Tasks and exercises >>
1/ Decide whether each statement agrees with the text on vaccine rumors below, answering yes or no and quoting the deciding words from the text: (a) the articles making the false claim are peer-reviewed; (b) people who get COVID-19 also make antibodies against the spike protein; (c) syncytin-1 is a placental protein.
2/ Please return the passage of the text on vaccine rumors below between "Families Uncertainty and" and "to prevent COVID-19.", inclusive.

Families Uncertainty and Misinformation Vaccines

A: No. There is no truth to this rumor. There is nothing in the human genome that is similar to the spike protein that each of the vaccines are targeting to prevent COVID-19.

💉First of all, rumors about similarity between the placenta proteins and spike protein just do not pass the sniff test. Remember: extraordinary claims require extraordinary evidence. The articles being shared making this false claim are written in a very scientific fashion with big words that are hard to understand and difficult to search, and are not peer-reviewed, or even written by scientists. Many of the websites that are sharing this information are not legitimate sources, and appear to be inventing this story out of whole cloth. See the link at bottom of post on evaluating sources for yourself.

💉Secondly, all of the vaccines in development are aiming to produce an immune response to the spike protein which is part of the virus. When we get COVID-19, we also make antibodies against this protein. If immune responses against a part of the SARS-CoV-2 virus caused problems with the placenta, this would also be the case with immune response to natural SARS-CoV-2 infection–and that is not what we see happening. There is no evidence that immune responses to SARS-CoV-2 infection causes immune response against placental proteins or female sterility.

💉The rumors that the spike protein of SARS-CoV-2 is similar to syncytin-1, the placental protein, are simply not true. When we compare the protein (amino acid) sequence of viral SARS-CoV2 spike protein with the protein sequences in humans, there is very little overlap. Therefore, it is very unlikely that an immune response against the SARS-CoV2 spike protein would cause immune responses to any human protein, including the proteins in the placenta.

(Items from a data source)

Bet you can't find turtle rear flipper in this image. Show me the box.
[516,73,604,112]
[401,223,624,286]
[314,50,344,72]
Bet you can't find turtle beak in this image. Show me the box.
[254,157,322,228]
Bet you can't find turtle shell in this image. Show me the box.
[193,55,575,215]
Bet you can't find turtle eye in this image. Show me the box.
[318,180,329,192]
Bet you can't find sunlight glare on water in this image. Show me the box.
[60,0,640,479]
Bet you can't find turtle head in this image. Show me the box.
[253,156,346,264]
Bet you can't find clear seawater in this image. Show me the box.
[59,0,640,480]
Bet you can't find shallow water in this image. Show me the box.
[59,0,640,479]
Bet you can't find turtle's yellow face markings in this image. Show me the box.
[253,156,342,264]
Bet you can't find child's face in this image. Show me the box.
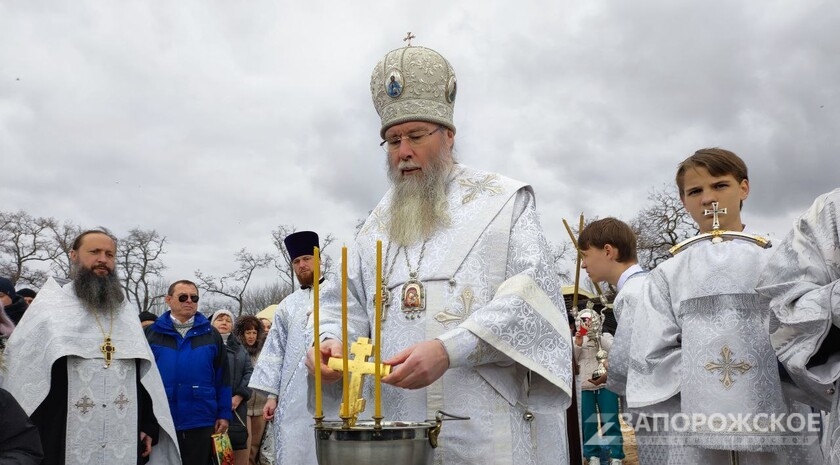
[580,244,612,283]
[682,167,750,233]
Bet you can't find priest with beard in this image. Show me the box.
[2,229,181,465]
[249,231,341,465]
[307,40,572,465]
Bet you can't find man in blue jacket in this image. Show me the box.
[146,280,231,465]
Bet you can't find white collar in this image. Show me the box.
[615,263,645,291]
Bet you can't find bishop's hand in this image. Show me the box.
[306,339,342,384]
[382,339,449,389]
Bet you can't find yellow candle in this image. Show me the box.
[312,247,324,418]
[373,241,382,418]
[341,247,350,418]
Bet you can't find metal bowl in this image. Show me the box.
[315,421,440,465]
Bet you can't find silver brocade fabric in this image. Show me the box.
[757,189,840,464]
[627,240,821,464]
[321,165,572,465]
[607,272,647,396]
[2,279,181,465]
[64,357,138,465]
[249,289,341,465]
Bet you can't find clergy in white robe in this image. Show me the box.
[2,230,181,465]
[626,148,822,464]
[757,189,840,464]
[249,231,341,465]
[312,46,572,465]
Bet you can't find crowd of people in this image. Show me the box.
[0,43,840,465]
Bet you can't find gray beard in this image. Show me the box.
[73,266,125,314]
[386,148,454,246]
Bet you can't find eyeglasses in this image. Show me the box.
[379,126,443,153]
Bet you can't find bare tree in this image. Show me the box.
[271,225,335,288]
[195,248,273,316]
[117,228,166,313]
[0,210,62,286]
[243,282,294,315]
[548,241,576,283]
[48,221,82,279]
[630,184,699,269]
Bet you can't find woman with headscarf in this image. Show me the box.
[234,315,268,465]
[210,309,254,465]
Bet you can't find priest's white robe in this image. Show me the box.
[757,189,840,464]
[627,240,822,464]
[2,279,181,465]
[321,165,572,465]
[248,288,341,465]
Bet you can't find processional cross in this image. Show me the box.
[327,337,391,423]
[703,202,726,230]
[99,337,117,368]
[704,345,752,389]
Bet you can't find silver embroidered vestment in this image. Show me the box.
[627,240,819,464]
[321,165,571,465]
[757,189,840,465]
[2,279,181,465]
[248,288,340,465]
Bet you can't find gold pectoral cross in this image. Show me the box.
[328,337,391,426]
[99,337,117,368]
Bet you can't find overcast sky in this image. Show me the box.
[0,0,840,290]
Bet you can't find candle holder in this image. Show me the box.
[313,241,469,465]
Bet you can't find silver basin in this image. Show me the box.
[315,421,440,465]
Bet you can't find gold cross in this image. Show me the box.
[114,392,131,410]
[99,337,117,368]
[403,31,417,47]
[704,345,752,389]
[703,202,726,230]
[73,396,96,414]
[328,337,391,426]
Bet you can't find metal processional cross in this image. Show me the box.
[703,202,726,230]
[99,337,117,368]
[327,337,391,423]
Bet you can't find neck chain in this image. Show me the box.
[93,310,117,368]
[403,240,429,279]
[382,239,429,320]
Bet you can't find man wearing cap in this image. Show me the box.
[0,229,180,465]
[18,287,38,305]
[0,278,29,324]
[144,279,232,465]
[249,231,340,465]
[308,42,572,464]
[140,310,157,328]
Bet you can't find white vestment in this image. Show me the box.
[321,165,572,465]
[2,279,181,465]
[248,288,341,465]
[757,189,840,464]
[627,240,821,464]
[607,265,676,465]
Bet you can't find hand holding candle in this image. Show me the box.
[312,247,324,420]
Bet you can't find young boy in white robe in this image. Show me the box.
[578,218,657,465]
[626,148,822,465]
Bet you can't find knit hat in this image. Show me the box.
[210,308,236,324]
[283,231,318,260]
[370,45,458,139]
[0,278,16,300]
[17,287,38,299]
[140,310,157,322]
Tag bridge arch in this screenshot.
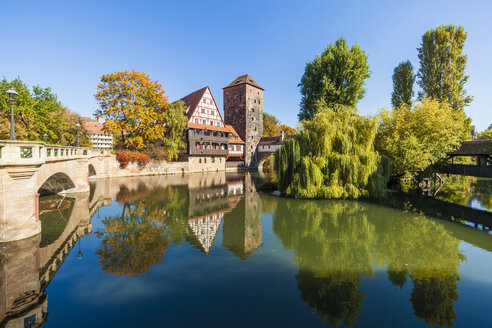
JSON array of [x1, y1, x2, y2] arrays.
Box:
[[89, 164, 97, 177], [38, 172, 75, 195], [258, 153, 275, 173]]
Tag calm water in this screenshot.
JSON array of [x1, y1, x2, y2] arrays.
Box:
[[0, 173, 492, 327]]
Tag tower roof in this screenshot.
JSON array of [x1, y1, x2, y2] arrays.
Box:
[[223, 74, 264, 90], [180, 86, 209, 119]]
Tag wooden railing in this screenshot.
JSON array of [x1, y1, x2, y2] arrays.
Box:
[[442, 164, 492, 178]]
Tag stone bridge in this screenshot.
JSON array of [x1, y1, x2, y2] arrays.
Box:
[[0, 140, 110, 243]]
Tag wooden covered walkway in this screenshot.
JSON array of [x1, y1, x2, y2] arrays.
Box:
[[443, 140, 492, 178]]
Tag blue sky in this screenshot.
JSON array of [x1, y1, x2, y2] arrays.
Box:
[[0, 0, 492, 131]]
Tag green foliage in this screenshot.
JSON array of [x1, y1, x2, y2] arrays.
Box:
[[275, 106, 389, 198], [375, 99, 468, 177], [274, 138, 301, 191], [477, 125, 492, 140], [298, 37, 371, 120], [418, 25, 473, 110], [95, 71, 185, 152], [391, 60, 415, 107], [263, 112, 296, 137], [0, 78, 90, 146]]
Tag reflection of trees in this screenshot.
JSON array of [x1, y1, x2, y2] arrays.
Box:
[[261, 197, 277, 213], [296, 269, 364, 327], [96, 185, 184, 276], [410, 272, 459, 326], [472, 178, 492, 211], [273, 199, 465, 326], [273, 201, 375, 326], [436, 175, 476, 206], [378, 216, 465, 326]]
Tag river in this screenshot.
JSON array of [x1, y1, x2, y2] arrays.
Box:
[[0, 173, 492, 327]]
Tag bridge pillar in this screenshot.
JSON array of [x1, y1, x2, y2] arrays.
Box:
[[70, 158, 90, 192], [0, 166, 41, 243]]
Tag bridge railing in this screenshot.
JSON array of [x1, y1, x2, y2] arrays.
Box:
[[0, 140, 110, 166]]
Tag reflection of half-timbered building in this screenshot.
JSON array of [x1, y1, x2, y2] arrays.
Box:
[[187, 176, 244, 255]]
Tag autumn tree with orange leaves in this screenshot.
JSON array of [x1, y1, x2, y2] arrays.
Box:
[[95, 70, 186, 158]]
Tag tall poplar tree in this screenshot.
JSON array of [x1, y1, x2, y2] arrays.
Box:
[[417, 25, 473, 110], [298, 37, 371, 120], [391, 60, 415, 108]]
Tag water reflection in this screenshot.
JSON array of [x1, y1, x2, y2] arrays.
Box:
[[274, 200, 465, 326], [0, 193, 93, 327], [436, 175, 492, 211], [0, 173, 492, 327]]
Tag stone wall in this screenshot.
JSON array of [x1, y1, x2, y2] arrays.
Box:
[[224, 83, 263, 166]]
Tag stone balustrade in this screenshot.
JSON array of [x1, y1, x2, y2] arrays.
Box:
[[0, 140, 110, 166]]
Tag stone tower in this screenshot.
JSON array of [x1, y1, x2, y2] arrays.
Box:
[[223, 74, 263, 167]]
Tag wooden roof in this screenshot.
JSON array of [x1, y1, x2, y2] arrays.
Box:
[[226, 125, 245, 144], [223, 74, 264, 90], [180, 86, 209, 119], [188, 123, 231, 133], [258, 134, 295, 146], [448, 140, 492, 156]]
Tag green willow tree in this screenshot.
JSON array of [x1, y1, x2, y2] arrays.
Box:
[[274, 106, 390, 198], [163, 100, 188, 159], [391, 60, 415, 108], [418, 25, 473, 110], [375, 99, 468, 178], [298, 37, 371, 120]]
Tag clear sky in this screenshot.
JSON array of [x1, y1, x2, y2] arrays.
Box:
[[0, 0, 492, 131]]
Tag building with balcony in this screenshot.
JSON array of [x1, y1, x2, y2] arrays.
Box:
[[181, 86, 231, 165], [226, 125, 245, 167], [80, 117, 113, 149]]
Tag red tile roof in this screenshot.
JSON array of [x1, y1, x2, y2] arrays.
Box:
[[80, 117, 105, 134], [180, 86, 208, 119], [223, 74, 264, 90], [188, 123, 231, 133], [226, 125, 245, 144]]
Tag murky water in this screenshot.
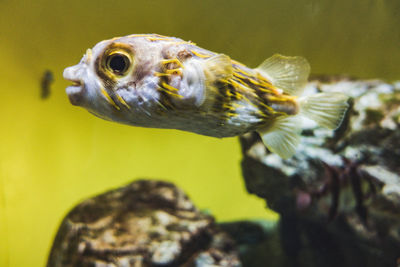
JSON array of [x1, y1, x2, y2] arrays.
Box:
[[0, 0, 400, 267]]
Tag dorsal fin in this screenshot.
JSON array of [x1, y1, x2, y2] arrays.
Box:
[[204, 54, 233, 82], [256, 54, 310, 95]]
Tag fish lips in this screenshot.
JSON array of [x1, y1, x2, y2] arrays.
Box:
[[66, 84, 86, 106], [63, 64, 86, 106]]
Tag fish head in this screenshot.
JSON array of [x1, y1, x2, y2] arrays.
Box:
[[63, 36, 161, 125]]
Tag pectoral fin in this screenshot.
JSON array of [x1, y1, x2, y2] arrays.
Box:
[[204, 54, 233, 83]]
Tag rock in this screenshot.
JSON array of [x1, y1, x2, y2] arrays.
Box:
[[241, 77, 400, 267], [47, 180, 241, 267]]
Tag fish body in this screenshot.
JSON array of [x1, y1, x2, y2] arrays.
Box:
[[64, 34, 347, 158]]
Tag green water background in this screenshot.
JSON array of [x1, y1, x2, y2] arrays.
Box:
[[0, 0, 400, 267]]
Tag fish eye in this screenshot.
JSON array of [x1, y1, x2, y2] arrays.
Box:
[[106, 52, 131, 76]]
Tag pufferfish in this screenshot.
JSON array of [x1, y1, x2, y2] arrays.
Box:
[[64, 34, 348, 158]]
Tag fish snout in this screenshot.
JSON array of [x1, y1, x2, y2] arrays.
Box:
[[63, 64, 85, 106]]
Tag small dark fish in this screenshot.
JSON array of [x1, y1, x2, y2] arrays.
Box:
[[40, 70, 54, 99]]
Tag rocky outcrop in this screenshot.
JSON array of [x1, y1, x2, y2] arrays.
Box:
[[241, 77, 400, 267], [47, 180, 241, 267]]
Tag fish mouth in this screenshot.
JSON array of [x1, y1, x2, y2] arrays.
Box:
[[66, 80, 85, 106], [63, 64, 85, 106]]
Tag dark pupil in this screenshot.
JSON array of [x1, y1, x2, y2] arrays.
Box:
[[110, 55, 126, 73]]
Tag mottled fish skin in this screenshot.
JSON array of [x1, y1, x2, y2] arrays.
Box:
[[64, 34, 298, 137], [64, 34, 348, 158]]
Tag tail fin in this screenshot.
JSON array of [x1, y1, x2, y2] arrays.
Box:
[[299, 93, 349, 130], [257, 116, 301, 159]]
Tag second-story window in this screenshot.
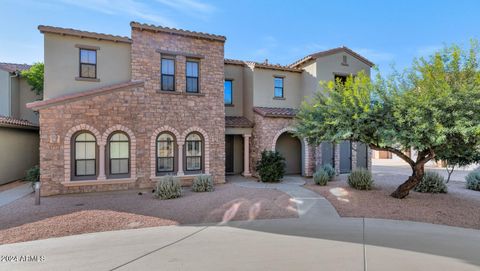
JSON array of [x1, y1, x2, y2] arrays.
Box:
[[273, 77, 284, 98], [161, 58, 175, 91], [223, 80, 233, 105], [80, 48, 97, 79], [186, 60, 198, 93]]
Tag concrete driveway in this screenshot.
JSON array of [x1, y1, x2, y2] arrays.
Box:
[[0, 178, 480, 271]]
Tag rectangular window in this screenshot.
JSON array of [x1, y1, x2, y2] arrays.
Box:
[[273, 77, 283, 98], [80, 49, 97, 79], [186, 61, 198, 93], [223, 80, 233, 104], [161, 58, 175, 91]]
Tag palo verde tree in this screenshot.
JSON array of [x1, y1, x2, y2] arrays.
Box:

Responses to the exercise >>
1/
(a) No: "are not peer-reviewed, or even written by scientists"
(b) Yes: "When we get COVID-19, we also make antibodies against this protein."
(c) Yes: "syncytin-1, the placental protein"

2/
Families Uncertainty and Misinformation Vaccines

A: No. There is no truth to this rumor. There is nothing in the human genome that is similar to the spike protein that each of the vaccines are targeting to prevent COVID-19.